Text provided -
Bahut ganda samay tha larkiyon ke liye
[it was very ugly time for the girls].’
‘I would not have cared, I would have set people right,’ I say haughtily.
‘This you are saying now because you are living in today’s world. Had you been living then you would not have said this.’
I nod trying to understand. I have never experienced discrimination on the base of gender in our family. We have always been Mala, Vikram, Rewa and Deepak – individuals with our own likes and dislikes. Dadoo has never said ‘I have two sons and two daughters.’ It has always been ‘I have four children’.
‘Tell me something interesting from the days when you started teaching,’ I ask changing the topic.
‘I used to give money to a colleague to provide me company in Bilaspur, my first posting. You would not find people to talk to in those days. Moreover, there were very few educated people with whom you could have discussion.’
‘Money? You paid money to someone to talk to you?’ I ask astonished.
‘Yes, to give me company. I paid him by the hour,’ he chuckles.
Dadoo never ceases to amaze me with his unconventional ways.
20 May 2010
It is a bright morning, I am looking at the flowers blooming wondering whether it will be the last season for the feast of flowers in our garden in Solan. Dadoo seldom does gardening now.
After watering the plants, Dadoo comes and joins me.
‘
Kaam
theek chal raha hai
[is your work going on well]?’ he asks.
‘No,’ I mumble.

Challenge 1 -
Show every line of the records that contains the word "black", matching its case exactly.
Challenge 2 -
Write what comes next in the memoir passage about Dadoo, picking up right after its final line.

Pointing dataset records
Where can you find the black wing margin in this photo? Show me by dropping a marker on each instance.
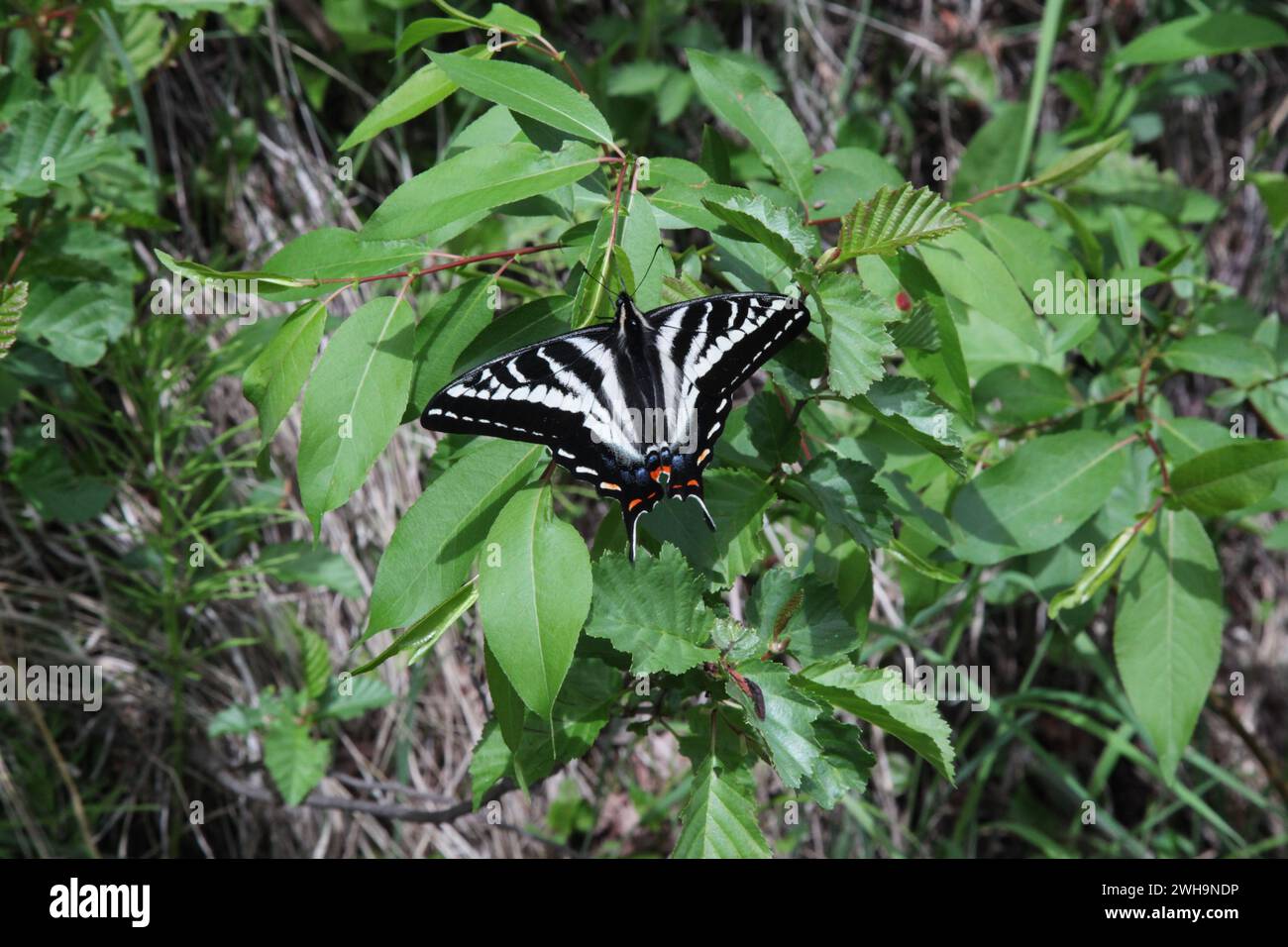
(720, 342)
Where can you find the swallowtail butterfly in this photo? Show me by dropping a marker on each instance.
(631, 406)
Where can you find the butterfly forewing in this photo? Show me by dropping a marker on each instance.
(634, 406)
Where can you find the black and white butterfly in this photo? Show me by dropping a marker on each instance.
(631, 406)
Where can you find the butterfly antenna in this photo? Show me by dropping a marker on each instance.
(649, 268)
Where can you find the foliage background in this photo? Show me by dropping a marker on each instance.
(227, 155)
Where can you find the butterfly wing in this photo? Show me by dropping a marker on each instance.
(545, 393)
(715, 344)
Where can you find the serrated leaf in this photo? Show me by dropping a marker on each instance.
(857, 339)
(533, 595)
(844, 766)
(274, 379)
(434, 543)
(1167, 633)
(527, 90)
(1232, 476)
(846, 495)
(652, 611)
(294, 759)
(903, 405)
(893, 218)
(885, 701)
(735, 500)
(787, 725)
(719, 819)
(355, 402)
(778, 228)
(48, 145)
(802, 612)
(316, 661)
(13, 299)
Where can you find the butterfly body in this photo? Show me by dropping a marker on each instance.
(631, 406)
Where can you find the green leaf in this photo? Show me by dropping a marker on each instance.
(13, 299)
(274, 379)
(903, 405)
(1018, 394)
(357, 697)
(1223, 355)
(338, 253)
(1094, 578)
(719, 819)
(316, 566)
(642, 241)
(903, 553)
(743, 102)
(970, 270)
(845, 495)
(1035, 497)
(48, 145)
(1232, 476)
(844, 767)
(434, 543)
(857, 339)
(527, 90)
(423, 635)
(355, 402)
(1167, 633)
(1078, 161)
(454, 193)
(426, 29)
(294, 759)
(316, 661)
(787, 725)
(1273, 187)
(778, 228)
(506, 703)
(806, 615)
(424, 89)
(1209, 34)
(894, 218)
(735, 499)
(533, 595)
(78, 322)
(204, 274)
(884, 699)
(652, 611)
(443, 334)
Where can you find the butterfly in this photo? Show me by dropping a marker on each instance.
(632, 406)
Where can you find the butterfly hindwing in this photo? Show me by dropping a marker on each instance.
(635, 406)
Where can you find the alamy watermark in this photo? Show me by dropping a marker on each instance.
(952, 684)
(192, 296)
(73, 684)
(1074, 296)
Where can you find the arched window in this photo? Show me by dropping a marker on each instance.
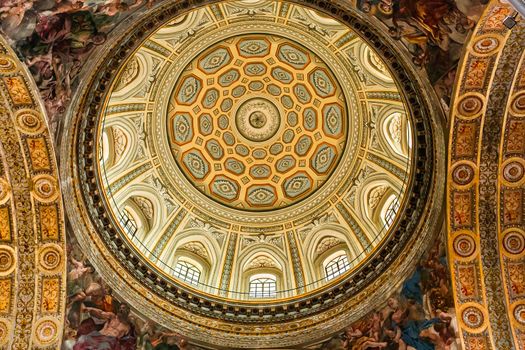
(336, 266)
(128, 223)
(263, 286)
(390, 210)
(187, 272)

--

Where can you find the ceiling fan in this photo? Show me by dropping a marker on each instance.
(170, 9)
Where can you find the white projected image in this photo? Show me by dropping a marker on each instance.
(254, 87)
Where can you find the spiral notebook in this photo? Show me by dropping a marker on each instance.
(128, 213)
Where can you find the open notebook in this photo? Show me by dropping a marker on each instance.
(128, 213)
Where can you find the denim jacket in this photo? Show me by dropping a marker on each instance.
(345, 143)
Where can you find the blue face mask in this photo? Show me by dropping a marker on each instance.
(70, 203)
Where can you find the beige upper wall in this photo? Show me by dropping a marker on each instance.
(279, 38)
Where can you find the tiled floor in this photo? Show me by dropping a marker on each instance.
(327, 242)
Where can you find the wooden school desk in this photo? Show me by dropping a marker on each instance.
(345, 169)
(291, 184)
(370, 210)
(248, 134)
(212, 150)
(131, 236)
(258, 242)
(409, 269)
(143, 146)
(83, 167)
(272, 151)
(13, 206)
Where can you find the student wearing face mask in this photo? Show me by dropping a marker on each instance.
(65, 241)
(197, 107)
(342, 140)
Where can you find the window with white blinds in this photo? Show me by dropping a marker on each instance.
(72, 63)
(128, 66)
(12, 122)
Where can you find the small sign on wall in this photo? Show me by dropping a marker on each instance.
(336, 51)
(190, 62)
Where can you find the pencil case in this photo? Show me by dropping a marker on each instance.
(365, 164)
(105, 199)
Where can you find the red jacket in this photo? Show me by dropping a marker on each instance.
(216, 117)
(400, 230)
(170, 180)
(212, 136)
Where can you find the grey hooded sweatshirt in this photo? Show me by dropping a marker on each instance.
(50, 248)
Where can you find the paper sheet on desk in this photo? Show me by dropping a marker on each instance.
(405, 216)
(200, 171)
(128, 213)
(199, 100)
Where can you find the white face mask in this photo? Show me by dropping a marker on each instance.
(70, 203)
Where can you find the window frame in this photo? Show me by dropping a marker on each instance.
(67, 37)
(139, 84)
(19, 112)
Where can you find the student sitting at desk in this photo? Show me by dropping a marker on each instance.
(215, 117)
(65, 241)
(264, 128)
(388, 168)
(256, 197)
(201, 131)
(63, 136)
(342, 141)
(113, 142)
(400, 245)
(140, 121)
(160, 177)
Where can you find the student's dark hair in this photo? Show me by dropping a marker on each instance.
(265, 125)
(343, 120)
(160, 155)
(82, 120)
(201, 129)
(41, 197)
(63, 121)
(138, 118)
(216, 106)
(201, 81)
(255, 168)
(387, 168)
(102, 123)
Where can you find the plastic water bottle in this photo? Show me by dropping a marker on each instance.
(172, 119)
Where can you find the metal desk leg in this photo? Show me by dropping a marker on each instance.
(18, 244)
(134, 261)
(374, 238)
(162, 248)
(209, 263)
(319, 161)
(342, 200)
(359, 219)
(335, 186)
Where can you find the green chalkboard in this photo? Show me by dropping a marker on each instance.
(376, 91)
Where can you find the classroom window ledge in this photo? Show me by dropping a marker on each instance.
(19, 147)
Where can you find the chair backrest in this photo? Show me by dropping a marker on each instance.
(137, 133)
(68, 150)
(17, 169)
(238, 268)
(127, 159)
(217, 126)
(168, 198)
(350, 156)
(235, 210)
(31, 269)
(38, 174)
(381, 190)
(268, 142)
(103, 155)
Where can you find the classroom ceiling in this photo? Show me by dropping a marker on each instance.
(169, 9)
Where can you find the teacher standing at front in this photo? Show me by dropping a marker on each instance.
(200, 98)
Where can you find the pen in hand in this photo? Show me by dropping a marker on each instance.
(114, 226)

Task response 1 -
Where can you find the black wing margin in this photo? Show me by dropping a marker on each instance.
Where can you find the black and white butterfly in this photo? Show me by dropping a marker on each instance.

Task response 2 -
‘Why? What is the problem?’ he asks anxiously.
‘I am not able to do my work.’
‘Because of us?’
‘No, it is just that I don’t do it.’
‘Is it a new book?’
‘Yes.’
‘On what?’
‘Bilaspur.’
He looks at me blankly.
‘On you,’ I add.
‘Me, what about me?’ he asks bewildered.
‘On your life, your lifestyle and culture of your village.’
‘Oh you will have to go there, stay there, and talk to the people. Only then will you be able to write anything. What are you doing sitting here, go there and do some research,’ he says.
‘Tell me something about Bhakhra Dam,’ I ask suddenly.
Dadoo, almost instantly starts narrating, ‘We got land in Kuljar after the submergence of Chaunta, our original home. Raja Anand Chand, the ruler of Bilaspur state tried his best to save the ancient town of Bilaspur. He wanted to lower the height of the dam to a level, which would have saved the town. It was a beautiful city on the banks of Satluj, with famous plains of Sandu, palaces, temples and well- planned residential and market areas. The plain of Sandu was a huge flat grassland of about one and a half miles in circumference. Submergence started in 1954 and thirty-six villages went down in the waters of Satluj. This led to dispossession of people but the process has not stopped. We are still homeless. The feeling of being uprooted ends only when one dies, not before that.’
‘Bhakra Dam gave electricity,’ I try to cheer him up.
‘Yes, but to whom? People have to pay for it, it is not free. Those who lost their homes could never settle again. You have been born in good times and have seen good life. Life at the bottom of the society is very different. People who beg in the streets, they too have a life. You have not seen that. That time almost everyone in the villages was poor.’
‘What has this got to do with Bhakhra Dam?’ I ask confused.
‘We were uprooted and got land somewhere else. It is very difficult to resettle and build a new life after being displaced like this. The land allotted to us was barren. It was so difficult for poor people,’ he says wistfully.
‘But you were rich,’ I persist.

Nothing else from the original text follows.